------ RECORDS PROVIDED ------
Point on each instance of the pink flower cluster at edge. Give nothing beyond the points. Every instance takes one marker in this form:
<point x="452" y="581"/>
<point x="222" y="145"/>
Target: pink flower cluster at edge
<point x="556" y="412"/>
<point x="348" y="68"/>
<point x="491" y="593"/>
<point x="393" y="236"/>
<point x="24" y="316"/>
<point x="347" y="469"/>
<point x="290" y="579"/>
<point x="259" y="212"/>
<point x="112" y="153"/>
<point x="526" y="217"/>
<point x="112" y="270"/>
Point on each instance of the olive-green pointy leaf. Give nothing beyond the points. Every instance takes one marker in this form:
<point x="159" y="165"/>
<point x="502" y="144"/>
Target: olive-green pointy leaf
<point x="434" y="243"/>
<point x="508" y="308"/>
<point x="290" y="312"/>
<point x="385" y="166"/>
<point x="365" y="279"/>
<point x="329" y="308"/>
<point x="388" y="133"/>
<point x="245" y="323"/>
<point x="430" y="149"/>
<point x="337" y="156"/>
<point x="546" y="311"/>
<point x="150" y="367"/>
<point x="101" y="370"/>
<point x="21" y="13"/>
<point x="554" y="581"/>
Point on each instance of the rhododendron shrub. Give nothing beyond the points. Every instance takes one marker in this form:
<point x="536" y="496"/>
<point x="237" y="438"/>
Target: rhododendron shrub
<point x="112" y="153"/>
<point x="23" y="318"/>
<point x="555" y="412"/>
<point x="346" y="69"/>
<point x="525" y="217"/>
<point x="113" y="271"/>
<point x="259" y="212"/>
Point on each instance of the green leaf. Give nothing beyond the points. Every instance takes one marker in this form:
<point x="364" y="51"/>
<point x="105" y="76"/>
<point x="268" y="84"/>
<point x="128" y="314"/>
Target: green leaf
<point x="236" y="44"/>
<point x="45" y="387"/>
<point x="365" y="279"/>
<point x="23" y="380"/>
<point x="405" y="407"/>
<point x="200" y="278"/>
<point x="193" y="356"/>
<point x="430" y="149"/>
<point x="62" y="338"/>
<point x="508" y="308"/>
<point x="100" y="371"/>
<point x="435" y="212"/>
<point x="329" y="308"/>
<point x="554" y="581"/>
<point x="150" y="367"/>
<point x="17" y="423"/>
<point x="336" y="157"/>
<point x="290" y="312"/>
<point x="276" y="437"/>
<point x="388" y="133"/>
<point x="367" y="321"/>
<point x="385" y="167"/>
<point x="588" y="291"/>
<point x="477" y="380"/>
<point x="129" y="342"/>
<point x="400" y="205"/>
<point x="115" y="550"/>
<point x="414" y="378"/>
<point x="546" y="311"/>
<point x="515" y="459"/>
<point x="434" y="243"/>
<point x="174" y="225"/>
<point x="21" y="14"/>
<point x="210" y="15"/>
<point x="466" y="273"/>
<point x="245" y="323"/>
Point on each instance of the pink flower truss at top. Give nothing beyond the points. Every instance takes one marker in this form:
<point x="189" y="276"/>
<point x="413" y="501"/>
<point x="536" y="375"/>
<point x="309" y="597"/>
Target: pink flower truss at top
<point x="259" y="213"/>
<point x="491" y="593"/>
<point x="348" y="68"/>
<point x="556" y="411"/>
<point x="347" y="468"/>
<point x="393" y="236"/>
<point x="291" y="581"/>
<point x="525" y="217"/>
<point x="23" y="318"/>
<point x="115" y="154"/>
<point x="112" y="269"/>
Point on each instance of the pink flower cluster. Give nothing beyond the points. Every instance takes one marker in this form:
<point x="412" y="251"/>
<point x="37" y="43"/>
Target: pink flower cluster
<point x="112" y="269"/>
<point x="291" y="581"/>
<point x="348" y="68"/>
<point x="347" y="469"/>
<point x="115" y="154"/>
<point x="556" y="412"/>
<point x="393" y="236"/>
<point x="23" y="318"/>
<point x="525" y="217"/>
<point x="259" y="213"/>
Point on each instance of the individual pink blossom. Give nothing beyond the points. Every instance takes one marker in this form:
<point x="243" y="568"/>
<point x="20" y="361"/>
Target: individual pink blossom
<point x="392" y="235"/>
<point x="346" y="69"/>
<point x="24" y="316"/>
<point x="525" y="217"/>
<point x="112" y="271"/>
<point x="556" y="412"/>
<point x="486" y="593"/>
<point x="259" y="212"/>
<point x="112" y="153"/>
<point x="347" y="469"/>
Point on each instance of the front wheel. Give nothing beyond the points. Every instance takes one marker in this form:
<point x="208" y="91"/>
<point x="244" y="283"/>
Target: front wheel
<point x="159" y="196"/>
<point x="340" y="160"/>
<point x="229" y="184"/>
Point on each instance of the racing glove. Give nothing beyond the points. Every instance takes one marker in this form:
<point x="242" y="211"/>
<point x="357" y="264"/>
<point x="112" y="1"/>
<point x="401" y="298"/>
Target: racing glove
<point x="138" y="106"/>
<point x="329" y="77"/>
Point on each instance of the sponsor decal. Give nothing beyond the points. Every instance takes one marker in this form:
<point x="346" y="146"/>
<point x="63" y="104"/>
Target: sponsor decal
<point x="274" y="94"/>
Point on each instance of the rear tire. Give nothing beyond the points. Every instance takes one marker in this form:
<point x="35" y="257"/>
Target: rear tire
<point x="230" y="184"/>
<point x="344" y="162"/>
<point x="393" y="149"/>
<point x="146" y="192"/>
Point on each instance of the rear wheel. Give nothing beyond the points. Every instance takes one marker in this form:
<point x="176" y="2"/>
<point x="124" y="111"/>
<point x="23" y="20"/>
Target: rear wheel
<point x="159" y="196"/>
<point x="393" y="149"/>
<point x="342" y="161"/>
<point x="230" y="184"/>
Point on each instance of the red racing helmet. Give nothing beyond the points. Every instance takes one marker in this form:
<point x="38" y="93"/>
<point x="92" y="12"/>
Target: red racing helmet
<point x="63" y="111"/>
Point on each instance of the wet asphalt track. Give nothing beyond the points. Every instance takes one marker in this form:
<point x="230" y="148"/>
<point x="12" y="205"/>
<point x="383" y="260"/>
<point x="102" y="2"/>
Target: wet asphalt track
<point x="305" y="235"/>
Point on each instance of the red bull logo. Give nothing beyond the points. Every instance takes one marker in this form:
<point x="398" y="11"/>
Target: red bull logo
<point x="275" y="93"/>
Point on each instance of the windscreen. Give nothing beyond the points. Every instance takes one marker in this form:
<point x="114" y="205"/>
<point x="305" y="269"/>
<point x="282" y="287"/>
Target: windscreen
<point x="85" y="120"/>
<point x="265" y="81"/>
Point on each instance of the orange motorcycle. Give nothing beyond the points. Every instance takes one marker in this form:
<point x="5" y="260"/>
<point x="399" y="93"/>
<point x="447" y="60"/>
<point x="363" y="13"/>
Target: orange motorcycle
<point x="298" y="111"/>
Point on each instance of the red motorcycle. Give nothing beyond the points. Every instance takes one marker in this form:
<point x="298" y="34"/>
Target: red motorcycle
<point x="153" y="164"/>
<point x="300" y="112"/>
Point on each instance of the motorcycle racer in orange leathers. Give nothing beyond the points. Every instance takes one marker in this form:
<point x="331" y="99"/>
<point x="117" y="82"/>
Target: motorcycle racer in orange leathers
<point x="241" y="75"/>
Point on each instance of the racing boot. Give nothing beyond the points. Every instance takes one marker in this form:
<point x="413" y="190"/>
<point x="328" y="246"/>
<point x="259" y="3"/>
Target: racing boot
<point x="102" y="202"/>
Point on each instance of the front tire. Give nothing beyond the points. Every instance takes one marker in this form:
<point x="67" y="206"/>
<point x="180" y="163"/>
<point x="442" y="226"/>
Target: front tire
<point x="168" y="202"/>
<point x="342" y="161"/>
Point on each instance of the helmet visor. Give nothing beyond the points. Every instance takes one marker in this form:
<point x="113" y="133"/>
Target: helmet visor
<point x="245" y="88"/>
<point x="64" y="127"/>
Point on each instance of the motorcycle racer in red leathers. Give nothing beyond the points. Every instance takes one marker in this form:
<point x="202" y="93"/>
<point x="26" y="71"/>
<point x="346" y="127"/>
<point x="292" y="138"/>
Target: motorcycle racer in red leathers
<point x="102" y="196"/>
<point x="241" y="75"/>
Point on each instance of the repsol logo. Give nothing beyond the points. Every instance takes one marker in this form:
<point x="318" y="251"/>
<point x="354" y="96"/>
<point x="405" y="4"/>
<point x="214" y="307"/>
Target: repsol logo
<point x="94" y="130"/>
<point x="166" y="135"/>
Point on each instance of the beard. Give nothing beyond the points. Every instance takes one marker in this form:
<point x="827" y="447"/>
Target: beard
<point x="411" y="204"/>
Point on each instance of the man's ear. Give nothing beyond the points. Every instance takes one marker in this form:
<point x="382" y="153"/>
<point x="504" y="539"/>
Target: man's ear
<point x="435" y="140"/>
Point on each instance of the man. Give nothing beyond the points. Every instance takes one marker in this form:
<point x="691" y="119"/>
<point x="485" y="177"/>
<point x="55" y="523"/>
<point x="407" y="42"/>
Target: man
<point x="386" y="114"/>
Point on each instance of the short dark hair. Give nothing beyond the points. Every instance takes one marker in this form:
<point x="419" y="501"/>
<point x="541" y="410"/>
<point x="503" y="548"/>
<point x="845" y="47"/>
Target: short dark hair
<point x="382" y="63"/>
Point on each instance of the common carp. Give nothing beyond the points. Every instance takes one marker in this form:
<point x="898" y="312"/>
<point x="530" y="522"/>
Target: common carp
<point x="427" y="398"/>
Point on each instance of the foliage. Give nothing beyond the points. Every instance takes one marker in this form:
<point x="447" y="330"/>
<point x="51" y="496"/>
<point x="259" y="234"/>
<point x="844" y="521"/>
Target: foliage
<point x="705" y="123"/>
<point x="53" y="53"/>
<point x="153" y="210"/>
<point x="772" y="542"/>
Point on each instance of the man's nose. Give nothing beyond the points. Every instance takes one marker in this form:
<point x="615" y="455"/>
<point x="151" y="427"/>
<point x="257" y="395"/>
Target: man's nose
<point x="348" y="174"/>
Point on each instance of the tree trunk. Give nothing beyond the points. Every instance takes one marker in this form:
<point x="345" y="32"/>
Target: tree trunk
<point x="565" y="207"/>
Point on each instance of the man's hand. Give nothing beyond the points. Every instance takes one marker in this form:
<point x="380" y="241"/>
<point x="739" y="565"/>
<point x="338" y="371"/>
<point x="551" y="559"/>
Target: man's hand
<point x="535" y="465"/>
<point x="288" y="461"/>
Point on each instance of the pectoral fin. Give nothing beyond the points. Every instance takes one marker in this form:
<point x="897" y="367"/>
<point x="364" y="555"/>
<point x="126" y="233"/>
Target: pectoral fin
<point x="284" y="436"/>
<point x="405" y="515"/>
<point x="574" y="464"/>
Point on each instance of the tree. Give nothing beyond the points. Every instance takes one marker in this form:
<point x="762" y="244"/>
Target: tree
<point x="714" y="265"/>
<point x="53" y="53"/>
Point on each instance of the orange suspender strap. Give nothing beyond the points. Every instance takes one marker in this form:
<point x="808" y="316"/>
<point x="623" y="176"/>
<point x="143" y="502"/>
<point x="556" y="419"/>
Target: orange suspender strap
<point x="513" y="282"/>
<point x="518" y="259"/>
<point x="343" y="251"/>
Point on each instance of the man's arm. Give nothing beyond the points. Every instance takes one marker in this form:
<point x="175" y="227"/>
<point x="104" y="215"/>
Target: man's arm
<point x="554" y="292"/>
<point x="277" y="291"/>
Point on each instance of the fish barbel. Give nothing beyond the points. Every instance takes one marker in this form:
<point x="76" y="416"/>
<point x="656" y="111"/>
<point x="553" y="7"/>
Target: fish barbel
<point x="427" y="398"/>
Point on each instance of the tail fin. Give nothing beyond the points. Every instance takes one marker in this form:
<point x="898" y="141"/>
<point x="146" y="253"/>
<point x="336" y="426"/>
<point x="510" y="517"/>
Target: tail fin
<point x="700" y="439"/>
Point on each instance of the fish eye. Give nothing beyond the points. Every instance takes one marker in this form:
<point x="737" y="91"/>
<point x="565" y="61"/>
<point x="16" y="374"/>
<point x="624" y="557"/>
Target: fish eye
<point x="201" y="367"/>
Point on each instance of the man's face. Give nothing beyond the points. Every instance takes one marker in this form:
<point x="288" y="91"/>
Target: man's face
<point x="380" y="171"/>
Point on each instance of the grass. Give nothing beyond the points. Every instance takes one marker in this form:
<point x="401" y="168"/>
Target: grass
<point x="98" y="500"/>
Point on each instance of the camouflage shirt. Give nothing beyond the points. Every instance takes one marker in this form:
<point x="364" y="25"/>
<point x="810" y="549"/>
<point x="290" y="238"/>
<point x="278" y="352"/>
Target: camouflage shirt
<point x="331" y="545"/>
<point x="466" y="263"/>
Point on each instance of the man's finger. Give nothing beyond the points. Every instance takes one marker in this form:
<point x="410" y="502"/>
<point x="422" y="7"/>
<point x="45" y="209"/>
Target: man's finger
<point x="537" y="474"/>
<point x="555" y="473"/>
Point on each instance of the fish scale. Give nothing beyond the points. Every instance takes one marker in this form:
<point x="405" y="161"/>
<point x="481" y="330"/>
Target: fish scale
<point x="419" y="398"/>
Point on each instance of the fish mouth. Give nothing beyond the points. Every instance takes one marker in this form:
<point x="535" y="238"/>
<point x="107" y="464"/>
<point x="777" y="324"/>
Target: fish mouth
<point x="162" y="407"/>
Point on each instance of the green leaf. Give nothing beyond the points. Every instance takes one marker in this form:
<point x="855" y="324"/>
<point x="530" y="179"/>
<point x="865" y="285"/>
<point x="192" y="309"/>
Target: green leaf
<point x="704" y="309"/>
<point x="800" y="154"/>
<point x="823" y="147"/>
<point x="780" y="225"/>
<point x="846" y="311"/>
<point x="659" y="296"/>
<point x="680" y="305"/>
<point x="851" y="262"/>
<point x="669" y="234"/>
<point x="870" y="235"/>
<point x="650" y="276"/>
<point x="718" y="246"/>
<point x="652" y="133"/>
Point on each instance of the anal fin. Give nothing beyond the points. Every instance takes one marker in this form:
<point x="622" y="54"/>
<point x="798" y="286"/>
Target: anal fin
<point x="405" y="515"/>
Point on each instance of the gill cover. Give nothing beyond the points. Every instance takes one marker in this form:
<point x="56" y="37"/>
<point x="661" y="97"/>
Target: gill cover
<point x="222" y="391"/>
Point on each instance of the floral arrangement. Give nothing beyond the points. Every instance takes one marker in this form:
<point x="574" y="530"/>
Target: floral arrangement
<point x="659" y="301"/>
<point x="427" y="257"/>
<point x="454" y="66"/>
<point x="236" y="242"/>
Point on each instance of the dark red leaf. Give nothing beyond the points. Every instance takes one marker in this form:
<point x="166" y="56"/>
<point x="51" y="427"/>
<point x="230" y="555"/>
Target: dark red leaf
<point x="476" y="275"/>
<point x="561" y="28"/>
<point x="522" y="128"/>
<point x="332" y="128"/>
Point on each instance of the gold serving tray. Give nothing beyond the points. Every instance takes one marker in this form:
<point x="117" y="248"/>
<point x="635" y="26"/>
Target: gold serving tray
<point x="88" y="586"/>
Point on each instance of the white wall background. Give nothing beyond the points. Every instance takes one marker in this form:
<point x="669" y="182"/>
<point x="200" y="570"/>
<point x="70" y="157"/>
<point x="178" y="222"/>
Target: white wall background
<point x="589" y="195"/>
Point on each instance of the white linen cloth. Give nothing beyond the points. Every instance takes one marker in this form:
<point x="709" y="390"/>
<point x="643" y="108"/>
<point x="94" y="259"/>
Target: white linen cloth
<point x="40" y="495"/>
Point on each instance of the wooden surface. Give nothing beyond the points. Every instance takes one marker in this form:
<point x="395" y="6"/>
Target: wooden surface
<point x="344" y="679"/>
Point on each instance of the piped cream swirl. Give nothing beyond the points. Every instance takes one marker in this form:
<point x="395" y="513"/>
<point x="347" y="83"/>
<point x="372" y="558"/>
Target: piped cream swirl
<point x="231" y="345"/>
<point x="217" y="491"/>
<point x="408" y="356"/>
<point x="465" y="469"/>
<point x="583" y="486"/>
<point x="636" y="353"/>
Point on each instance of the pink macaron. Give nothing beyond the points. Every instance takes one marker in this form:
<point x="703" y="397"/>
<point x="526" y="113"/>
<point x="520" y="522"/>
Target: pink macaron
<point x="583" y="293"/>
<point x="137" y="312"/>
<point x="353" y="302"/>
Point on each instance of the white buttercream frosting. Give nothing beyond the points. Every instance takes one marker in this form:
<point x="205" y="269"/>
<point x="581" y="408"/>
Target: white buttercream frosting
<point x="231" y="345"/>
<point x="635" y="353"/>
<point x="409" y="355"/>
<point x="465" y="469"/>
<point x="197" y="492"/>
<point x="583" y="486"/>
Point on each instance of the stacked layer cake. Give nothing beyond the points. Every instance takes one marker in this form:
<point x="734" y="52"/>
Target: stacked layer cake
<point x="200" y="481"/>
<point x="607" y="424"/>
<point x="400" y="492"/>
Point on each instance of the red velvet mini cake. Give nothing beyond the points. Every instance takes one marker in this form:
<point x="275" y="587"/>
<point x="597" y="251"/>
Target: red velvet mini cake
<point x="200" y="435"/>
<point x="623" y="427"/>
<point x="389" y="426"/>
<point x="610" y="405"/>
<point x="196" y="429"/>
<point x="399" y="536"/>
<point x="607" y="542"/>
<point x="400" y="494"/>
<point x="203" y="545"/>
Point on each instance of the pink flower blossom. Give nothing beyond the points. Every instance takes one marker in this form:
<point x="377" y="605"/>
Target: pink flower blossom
------
PROBLEM: Output the lines from the line containing "Point on each instance of the stacked" to the end, both included; add nothing.

SOLUTION TO THIS TASK:
Point on each instance of the stacked layer cake. Give nothing beyond the points. Every instance takes one marker in this form:
<point x="734" y="52"/>
Target: stacked layer cake
<point x="200" y="481"/>
<point x="607" y="424"/>
<point x="400" y="492"/>
Point on each instance of the red velvet mini cake. Give nothing beyond the points. Every instance takes one marker in this form:
<point x="275" y="587"/>
<point x="597" y="251"/>
Target: red velvet mini cake
<point x="200" y="435"/>
<point x="623" y="427"/>
<point x="389" y="426"/>
<point x="610" y="405"/>
<point x="196" y="429"/>
<point x="399" y="536"/>
<point x="607" y="542"/>
<point x="400" y="494"/>
<point x="203" y="545"/>
Point on each instance of the pink flower blossom. Give nothing beyond the points. Every instance takes one marker in this form:
<point x="377" y="605"/>
Target: pink flower blossom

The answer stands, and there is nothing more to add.